Copy out the listing below character for character, from the first line through the last.

-- RECORDS PROVIDED start --

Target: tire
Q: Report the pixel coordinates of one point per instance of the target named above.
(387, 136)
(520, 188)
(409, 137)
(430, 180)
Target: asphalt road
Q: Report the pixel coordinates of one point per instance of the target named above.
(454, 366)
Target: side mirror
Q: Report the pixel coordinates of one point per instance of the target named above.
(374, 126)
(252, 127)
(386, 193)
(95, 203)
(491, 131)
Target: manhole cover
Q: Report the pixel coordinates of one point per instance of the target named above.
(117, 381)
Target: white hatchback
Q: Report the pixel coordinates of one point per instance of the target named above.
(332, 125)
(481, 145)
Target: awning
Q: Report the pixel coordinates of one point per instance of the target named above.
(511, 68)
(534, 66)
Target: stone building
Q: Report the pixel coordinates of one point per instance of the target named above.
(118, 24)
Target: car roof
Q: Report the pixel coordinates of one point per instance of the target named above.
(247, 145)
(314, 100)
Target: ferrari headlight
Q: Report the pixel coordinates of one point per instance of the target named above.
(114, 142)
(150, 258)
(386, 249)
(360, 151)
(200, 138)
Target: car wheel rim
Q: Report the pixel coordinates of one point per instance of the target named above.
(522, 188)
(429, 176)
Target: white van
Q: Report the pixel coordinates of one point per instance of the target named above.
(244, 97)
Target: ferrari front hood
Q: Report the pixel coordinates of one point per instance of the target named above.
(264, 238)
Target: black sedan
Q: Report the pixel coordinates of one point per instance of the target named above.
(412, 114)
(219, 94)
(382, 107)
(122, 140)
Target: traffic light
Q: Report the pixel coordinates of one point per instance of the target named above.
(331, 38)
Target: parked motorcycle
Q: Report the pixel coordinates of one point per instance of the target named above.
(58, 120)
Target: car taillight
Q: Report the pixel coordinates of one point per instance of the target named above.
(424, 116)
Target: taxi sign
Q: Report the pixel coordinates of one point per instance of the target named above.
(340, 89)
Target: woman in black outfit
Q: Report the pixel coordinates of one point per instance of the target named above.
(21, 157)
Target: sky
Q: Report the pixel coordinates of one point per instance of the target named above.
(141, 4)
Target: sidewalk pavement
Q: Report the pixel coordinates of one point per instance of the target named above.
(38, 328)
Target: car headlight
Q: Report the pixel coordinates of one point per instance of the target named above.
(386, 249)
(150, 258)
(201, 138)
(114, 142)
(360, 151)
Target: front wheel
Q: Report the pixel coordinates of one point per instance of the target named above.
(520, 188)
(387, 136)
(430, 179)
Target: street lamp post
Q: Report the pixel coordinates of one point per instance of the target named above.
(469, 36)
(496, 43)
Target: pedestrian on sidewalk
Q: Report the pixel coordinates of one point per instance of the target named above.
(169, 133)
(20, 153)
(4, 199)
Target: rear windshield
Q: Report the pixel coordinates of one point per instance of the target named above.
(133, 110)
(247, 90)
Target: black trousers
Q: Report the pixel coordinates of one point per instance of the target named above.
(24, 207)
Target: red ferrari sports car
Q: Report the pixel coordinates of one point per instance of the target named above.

-- RECORDS PROVIDED end --

EXERCISE RESPONSE:
Target: tire
Q: Report the pixel coordinates of one point per instance of the target named above.
(387, 136)
(520, 188)
(409, 137)
(430, 180)
Target: asphalt road
Q: Report the pixel coordinates of one point per instance of the target named above.
(454, 366)
Target: side mirror
Q: Report the pixel coordinates of one point per instance of the target named above.
(374, 126)
(252, 127)
(386, 193)
(95, 203)
(491, 131)
Target: manhole cover
Q: Report the pixel coordinates of one point per instance of the target named above.
(117, 381)
Target: white hatchback
Q: Report the pixel coordinates of one point per instance of the target named above.
(332, 125)
(481, 145)
Target: awning
Q: Report the pixel coordinates of one point per instance of the target named above.
(511, 68)
(534, 66)
Target: stone building
Q: Report the pixel coordinates of one point per instance of the target named above.
(118, 24)
Target: car roof
Q: Report the pixel coordinates of one point per instance of the target named above.
(247, 145)
(314, 100)
Target: ferrari headlight
Q: Report the pixel coordinates of one point per instance of the target named above.
(114, 142)
(150, 258)
(386, 249)
(360, 151)
(200, 138)
Target: car wheel rim
Q: Report the pixel coordinates of one point per instance of the target named above.
(522, 188)
(429, 176)
Target: white van
Q: Report the pixel coordinates of one point per instance of the target named above.
(244, 97)
Target: ferrari front hood
Q: Report the pixel coordinates of one point per instance of the target named above.
(264, 238)
Target: black sedan
Q: Report the pixel coordinates of one point per instance of the target named above.
(412, 114)
(219, 94)
(382, 107)
(122, 140)
Target: traffic light
Q: Report the pixel coordinates of one point per instance of the target named above.
(331, 38)
Target: parked motorcycle
Q: Report the pixel coordinates of one point per instance of the target named above.
(58, 120)
Target: car taillight
Q: Report the pixel coordinates of one point per instance of the target named above.
(424, 116)
Target: taxi sign
Q: Report the pixel coordinates of one point per instance of the target named above.
(340, 89)
Target: woman in black outfit
Q: Report the pixel coordinates of one point per instance of the target named above.
(21, 157)
Target: sky
Q: Report the pixel coordinates of one point per instance of the target named above.
(141, 4)
Target: sidewalk pavement
Q: Report the pixel coordinates of one point per instance of the target named above.
(38, 328)
Target: car headlight
Q: Report the pixel coordinates of one point per instance of the target named above.
(386, 249)
(150, 258)
(201, 138)
(114, 142)
(360, 151)
Target: front wheel
Q: Report the pixel coordinates of one point per instance of the target named above.
(520, 188)
(387, 136)
(430, 179)
Target: street lamp post
Q: Report the pixel coordinates of one point per instance of the target named above.
(469, 36)
(496, 43)
Target: pedestrian on sidewalk
Q: Report the pixel coordinates of one point per instance of the target named above.
(169, 133)
(20, 153)
(4, 199)
Target: rear windshield
Q: Report the pixel coordinates of one point per instance of the target named above.
(133, 110)
(247, 90)
Target: black trousers
Q: Report the pixel coordinates of one point per instance of the target named above.
(24, 207)
Target: red ferrari sports car
Q: Report the pixel coordinates of one point per instance of the target named above.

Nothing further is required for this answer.